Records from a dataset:

-- start --

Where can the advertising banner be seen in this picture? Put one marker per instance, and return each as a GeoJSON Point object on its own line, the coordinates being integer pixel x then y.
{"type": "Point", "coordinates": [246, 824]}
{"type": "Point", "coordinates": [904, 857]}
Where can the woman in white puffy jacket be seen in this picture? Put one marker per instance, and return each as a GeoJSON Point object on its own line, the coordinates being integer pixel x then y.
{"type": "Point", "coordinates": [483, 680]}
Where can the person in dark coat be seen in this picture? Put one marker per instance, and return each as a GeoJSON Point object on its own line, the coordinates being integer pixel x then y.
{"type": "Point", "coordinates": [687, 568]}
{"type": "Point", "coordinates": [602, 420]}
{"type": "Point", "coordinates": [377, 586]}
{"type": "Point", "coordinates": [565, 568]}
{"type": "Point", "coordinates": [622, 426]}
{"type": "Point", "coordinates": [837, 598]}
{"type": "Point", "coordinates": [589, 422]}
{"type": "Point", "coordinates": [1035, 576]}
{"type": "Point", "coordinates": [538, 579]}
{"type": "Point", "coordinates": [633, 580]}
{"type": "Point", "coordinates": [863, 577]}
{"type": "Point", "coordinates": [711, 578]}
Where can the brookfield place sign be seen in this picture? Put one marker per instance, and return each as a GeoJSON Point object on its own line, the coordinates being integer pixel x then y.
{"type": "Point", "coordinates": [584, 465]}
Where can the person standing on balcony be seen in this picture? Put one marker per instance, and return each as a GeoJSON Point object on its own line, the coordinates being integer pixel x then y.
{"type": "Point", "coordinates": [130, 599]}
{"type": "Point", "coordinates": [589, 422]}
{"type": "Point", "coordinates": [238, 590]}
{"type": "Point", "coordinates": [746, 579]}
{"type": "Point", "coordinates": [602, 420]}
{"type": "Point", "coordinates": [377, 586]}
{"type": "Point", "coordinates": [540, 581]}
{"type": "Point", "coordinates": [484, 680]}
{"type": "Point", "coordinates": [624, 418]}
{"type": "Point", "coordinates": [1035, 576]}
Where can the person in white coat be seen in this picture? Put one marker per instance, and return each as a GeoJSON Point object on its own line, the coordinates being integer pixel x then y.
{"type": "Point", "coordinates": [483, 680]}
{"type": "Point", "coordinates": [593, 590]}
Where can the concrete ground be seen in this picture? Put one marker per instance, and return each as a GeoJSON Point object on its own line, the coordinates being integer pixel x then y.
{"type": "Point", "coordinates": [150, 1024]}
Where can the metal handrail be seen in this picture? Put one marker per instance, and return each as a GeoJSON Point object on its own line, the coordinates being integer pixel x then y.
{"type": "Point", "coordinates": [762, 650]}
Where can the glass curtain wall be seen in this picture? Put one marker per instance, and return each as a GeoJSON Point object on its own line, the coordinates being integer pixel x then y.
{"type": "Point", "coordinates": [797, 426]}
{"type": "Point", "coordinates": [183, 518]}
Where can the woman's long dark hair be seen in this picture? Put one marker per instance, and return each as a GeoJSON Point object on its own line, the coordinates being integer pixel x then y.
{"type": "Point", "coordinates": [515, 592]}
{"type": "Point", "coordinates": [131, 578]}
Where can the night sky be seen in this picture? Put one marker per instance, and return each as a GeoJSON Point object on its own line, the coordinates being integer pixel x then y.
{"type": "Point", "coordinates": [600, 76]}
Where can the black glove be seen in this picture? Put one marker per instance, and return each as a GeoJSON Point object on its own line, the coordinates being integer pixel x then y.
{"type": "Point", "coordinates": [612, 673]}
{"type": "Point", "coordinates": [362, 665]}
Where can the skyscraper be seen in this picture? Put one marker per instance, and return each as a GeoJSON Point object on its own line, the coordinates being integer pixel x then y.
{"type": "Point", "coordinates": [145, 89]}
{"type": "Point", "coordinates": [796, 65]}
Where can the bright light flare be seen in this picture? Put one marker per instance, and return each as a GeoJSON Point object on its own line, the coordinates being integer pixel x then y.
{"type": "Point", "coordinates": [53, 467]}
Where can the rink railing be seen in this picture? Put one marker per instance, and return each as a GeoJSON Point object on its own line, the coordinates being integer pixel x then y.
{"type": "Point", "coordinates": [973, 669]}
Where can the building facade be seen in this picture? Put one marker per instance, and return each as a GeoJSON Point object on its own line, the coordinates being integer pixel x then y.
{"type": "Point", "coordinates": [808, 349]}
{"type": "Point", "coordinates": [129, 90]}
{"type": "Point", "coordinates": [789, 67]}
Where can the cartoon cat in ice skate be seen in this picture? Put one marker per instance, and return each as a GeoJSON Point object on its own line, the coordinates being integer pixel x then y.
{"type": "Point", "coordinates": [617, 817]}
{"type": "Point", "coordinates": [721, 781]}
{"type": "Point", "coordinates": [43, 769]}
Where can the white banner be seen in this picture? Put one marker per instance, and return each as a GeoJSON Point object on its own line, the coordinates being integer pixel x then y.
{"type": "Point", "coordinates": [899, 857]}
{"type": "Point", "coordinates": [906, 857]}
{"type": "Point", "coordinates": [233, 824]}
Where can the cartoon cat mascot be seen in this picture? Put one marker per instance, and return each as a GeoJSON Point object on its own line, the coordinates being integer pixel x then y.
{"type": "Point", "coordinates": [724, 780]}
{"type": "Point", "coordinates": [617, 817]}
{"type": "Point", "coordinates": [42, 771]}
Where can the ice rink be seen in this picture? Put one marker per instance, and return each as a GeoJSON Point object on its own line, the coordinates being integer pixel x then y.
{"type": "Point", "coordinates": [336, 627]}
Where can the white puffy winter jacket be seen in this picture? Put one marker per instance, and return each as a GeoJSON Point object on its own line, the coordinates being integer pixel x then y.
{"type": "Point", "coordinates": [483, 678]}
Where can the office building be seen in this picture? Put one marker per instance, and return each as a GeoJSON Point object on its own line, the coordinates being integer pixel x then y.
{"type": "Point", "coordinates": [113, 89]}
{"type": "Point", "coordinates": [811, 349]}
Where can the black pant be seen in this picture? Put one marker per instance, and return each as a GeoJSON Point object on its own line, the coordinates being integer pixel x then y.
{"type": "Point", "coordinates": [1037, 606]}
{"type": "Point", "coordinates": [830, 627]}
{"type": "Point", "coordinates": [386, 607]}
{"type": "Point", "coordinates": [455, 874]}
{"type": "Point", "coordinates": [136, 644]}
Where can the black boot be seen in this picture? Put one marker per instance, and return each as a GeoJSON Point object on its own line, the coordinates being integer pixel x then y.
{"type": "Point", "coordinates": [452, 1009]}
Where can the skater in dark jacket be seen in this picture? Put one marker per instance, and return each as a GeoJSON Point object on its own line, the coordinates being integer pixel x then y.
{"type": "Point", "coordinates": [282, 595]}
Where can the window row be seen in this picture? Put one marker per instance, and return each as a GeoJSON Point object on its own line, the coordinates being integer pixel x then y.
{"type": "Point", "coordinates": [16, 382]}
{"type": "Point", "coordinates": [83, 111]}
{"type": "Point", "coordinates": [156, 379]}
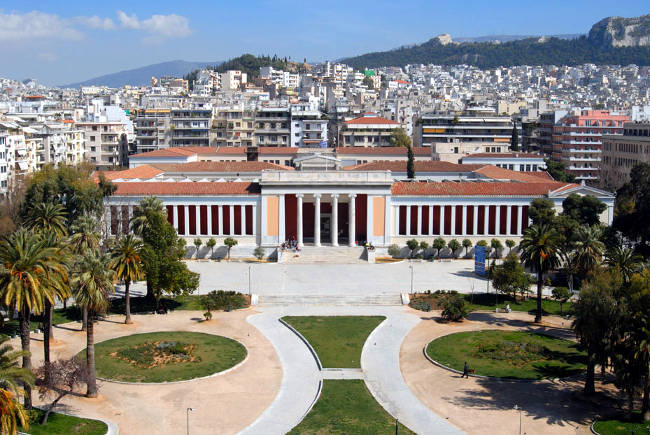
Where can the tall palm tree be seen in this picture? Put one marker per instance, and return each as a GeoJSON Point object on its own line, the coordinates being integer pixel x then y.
{"type": "Point", "coordinates": [624, 259]}
{"type": "Point", "coordinates": [127, 264]}
{"type": "Point", "coordinates": [29, 268]}
{"type": "Point", "coordinates": [93, 285]}
{"type": "Point", "coordinates": [48, 217]}
{"type": "Point", "coordinates": [588, 249]}
{"type": "Point", "coordinates": [540, 251]}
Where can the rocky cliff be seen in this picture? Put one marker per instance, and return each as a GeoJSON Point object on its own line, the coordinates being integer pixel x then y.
{"type": "Point", "coordinates": [621, 32]}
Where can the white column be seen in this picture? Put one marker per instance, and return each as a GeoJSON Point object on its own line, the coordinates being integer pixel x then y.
{"type": "Point", "coordinates": [408, 220]}
{"type": "Point", "coordinates": [220, 216]}
{"type": "Point", "coordinates": [187, 220]}
{"type": "Point", "coordinates": [475, 221]}
{"type": "Point", "coordinates": [351, 224]}
{"type": "Point", "coordinates": [231, 209]}
{"type": "Point", "coordinates": [497, 221]}
{"type": "Point", "coordinates": [299, 219]}
{"type": "Point", "coordinates": [209, 212]}
{"type": "Point", "coordinates": [463, 230]}
{"type": "Point", "coordinates": [243, 220]}
{"type": "Point", "coordinates": [317, 219]}
{"type": "Point", "coordinates": [453, 220]}
{"type": "Point", "coordinates": [197, 216]}
{"type": "Point", "coordinates": [334, 227]}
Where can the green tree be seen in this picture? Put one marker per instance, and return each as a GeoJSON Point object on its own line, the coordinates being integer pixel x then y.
{"type": "Point", "coordinates": [542, 211]}
{"type": "Point", "coordinates": [540, 251]}
{"type": "Point", "coordinates": [439, 244]}
{"type": "Point", "coordinates": [126, 262]}
{"type": "Point", "coordinates": [229, 242]}
{"type": "Point", "coordinates": [467, 243]}
{"type": "Point", "coordinates": [514, 139]}
{"type": "Point", "coordinates": [585, 210]}
{"type": "Point", "coordinates": [454, 246]}
{"type": "Point", "coordinates": [211, 243]}
{"type": "Point", "coordinates": [510, 277]}
{"type": "Point", "coordinates": [410, 164]}
{"type": "Point", "coordinates": [197, 243]}
{"type": "Point", "coordinates": [399, 138]}
{"type": "Point", "coordinates": [27, 279]}
{"type": "Point", "coordinates": [92, 286]}
{"type": "Point", "coordinates": [562, 295]}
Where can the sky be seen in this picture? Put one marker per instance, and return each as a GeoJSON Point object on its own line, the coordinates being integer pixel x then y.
{"type": "Point", "coordinates": [60, 42]}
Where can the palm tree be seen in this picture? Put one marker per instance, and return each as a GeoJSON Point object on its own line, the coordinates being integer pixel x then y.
{"type": "Point", "coordinates": [540, 251]}
{"type": "Point", "coordinates": [28, 268]}
{"type": "Point", "coordinates": [588, 251]}
{"type": "Point", "coordinates": [93, 285]}
{"type": "Point", "coordinates": [127, 264]}
{"type": "Point", "coordinates": [48, 217]}
{"type": "Point", "coordinates": [624, 259]}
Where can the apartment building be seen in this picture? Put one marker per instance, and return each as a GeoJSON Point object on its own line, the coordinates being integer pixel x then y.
{"type": "Point", "coordinates": [190, 127]}
{"type": "Point", "coordinates": [577, 141]}
{"type": "Point", "coordinates": [622, 152]}
{"type": "Point", "coordinates": [152, 129]}
{"type": "Point", "coordinates": [272, 126]}
{"type": "Point", "coordinates": [368, 130]}
{"type": "Point", "coordinates": [454, 135]}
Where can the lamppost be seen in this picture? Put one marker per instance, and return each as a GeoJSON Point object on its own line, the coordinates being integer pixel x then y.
{"type": "Point", "coordinates": [188, 419]}
{"type": "Point", "coordinates": [518, 408]}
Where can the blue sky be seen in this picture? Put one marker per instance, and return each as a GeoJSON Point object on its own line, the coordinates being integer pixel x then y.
{"type": "Point", "coordinates": [61, 42]}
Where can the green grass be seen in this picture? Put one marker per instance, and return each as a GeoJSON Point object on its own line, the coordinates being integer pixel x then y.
{"type": "Point", "coordinates": [65, 425]}
{"type": "Point", "coordinates": [622, 427]}
{"type": "Point", "coordinates": [509, 354]}
{"type": "Point", "coordinates": [490, 301]}
{"type": "Point", "coordinates": [338, 340]}
{"type": "Point", "coordinates": [346, 407]}
{"type": "Point", "coordinates": [212, 354]}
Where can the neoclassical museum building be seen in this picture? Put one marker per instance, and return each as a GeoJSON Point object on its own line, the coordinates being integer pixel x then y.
{"type": "Point", "coordinates": [320, 201]}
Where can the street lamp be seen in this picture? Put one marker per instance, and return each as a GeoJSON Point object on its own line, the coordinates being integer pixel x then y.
{"type": "Point", "coordinates": [188, 419]}
{"type": "Point", "coordinates": [518, 408]}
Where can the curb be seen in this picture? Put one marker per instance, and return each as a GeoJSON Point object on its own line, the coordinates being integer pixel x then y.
{"type": "Point", "coordinates": [304, 340]}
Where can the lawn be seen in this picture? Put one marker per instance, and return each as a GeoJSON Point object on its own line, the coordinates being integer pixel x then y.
{"type": "Point", "coordinates": [338, 340]}
{"type": "Point", "coordinates": [347, 407]}
{"type": "Point", "coordinates": [509, 354]}
{"type": "Point", "coordinates": [622, 427]}
{"type": "Point", "coordinates": [65, 425]}
{"type": "Point", "coordinates": [490, 301]}
{"type": "Point", "coordinates": [165, 356]}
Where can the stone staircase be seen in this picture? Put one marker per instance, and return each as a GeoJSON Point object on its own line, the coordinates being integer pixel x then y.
{"type": "Point", "coordinates": [332, 300]}
{"type": "Point", "coordinates": [327, 254]}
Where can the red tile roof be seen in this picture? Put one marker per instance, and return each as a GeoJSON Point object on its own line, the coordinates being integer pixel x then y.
{"type": "Point", "coordinates": [137, 188]}
{"type": "Point", "coordinates": [471, 188]}
{"type": "Point", "coordinates": [371, 120]}
{"type": "Point", "coordinates": [220, 167]}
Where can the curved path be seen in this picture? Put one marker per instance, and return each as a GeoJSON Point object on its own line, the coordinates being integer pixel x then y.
{"type": "Point", "coordinates": [379, 361]}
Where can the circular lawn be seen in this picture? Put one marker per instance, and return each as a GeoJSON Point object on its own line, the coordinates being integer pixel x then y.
{"type": "Point", "coordinates": [509, 354]}
{"type": "Point", "coordinates": [165, 356]}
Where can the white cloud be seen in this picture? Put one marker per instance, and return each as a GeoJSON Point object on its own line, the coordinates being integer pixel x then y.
{"type": "Point", "coordinates": [35, 25]}
{"type": "Point", "coordinates": [169, 26]}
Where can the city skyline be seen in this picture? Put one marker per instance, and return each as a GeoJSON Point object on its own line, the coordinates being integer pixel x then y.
{"type": "Point", "coordinates": [62, 44]}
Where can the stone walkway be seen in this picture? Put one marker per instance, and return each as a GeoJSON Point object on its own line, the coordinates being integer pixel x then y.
{"type": "Point", "coordinates": [379, 362]}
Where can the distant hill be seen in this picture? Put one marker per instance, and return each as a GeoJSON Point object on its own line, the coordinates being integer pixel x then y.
{"type": "Point", "coordinates": [614, 41]}
{"type": "Point", "coordinates": [142, 76]}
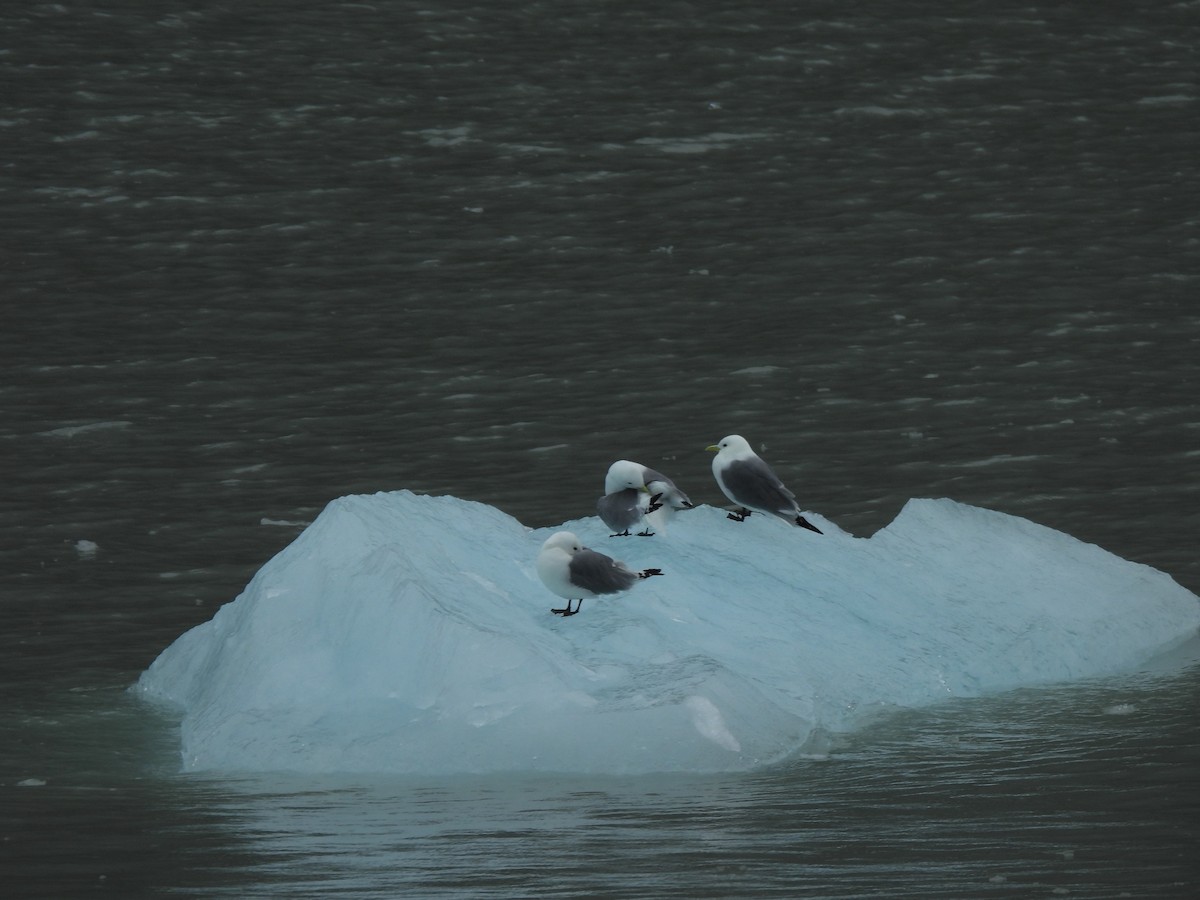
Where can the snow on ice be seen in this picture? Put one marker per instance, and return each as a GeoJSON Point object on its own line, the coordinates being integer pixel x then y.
{"type": "Point", "coordinates": [411, 634]}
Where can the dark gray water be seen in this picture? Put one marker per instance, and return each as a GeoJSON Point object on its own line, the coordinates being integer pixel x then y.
{"type": "Point", "coordinates": [259, 256]}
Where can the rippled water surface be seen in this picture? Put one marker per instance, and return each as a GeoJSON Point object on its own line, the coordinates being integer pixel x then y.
{"type": "Point", "coordinates": [259, 256]}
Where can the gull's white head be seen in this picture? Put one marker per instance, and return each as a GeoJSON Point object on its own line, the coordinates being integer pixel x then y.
{"type": "Point", "coordinates": [623, 474]}
{"type": "Point", "coordinates": [732, 447]}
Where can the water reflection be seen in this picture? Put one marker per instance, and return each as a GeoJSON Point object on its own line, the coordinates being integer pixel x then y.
{"type": "Point", "coordinates": [1087, 790]}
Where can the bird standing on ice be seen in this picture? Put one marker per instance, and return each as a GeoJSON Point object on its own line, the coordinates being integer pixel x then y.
{"type": "Point", "coordinates": [574, 573]}
{"type": "Point", "coordinates": [631, 492]}
{"type": "Point", "coordinates": [750, 483]}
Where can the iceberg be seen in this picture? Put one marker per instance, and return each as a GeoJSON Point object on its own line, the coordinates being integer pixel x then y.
{"type": "Point", "coordinates": [411, 634]}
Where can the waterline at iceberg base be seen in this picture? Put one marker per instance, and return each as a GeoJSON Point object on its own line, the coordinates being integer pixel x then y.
{"type": "Point", "coordinates": [411, 634]}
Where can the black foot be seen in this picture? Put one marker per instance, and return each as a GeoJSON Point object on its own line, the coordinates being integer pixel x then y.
{"type": "Point", "coordinates": [805, 523]}
{"type": "Point", "coordinates": [568, 611]}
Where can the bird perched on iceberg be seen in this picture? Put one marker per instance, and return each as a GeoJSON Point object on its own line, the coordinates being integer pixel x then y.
{"type": "Point", "coordinates": [631, 492]}
{"type": "Point", "coordinates": [750, 483]}
{"type": "Point", "coordinates": [574, 571]}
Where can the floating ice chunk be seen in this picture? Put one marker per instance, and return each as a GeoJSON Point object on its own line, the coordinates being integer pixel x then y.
{"type": "Point", "coordinates": [411, 634]}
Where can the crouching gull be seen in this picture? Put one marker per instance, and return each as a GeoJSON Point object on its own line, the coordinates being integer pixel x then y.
{"type": "Point", "coordinates": [631, 492]}
{"type": "Point", "coordinates": [574, 573]}
{"type": "Point", "coordinates": [749, 481]}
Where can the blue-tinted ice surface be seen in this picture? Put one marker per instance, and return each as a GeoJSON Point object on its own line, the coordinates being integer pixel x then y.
{"type": "Point", "coordinates": [411, 634]}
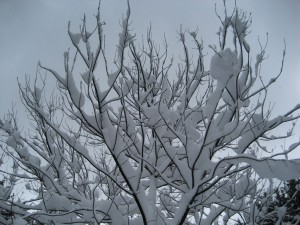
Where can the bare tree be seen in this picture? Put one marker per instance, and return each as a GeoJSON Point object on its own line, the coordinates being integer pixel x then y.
{"type": "Point", "coordinates": [145, 147]}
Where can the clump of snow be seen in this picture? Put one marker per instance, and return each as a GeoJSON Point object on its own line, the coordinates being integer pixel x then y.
{"type": "Point", "coordinates": [223, 65]}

-- end --

**WHAT IS REQUIRED**
From the line containing "Where can the blue-tinted" down to the final line of the listing above, write out only those lines exactly as they are, minus the pictures.

**OUTPUT FOR THIS TASK**
Where can the blue-tinted ice surface be seen in this picture? Put one marker per instance, and return each as a GeoJSON Point object on its own line, the coordinates being integer pixel x then y.
{"type": "Point", "coordinates": [411, 634]}
Where can the bare tree be seen in this picture? Put one marker per instance, and return each as a GeoJSON Point object on its own line, the coordinates being integer pixel x then y.
{"type": "Point", "coordinates": [145, 147]}
Where can the clump of snow be seen in this picture? Put one marker per instance, and return each as a GeoJSON Point object on its own line, the coordinates being integer pixel x then y.
{"type": "Point", "coordinates": [223, 65]}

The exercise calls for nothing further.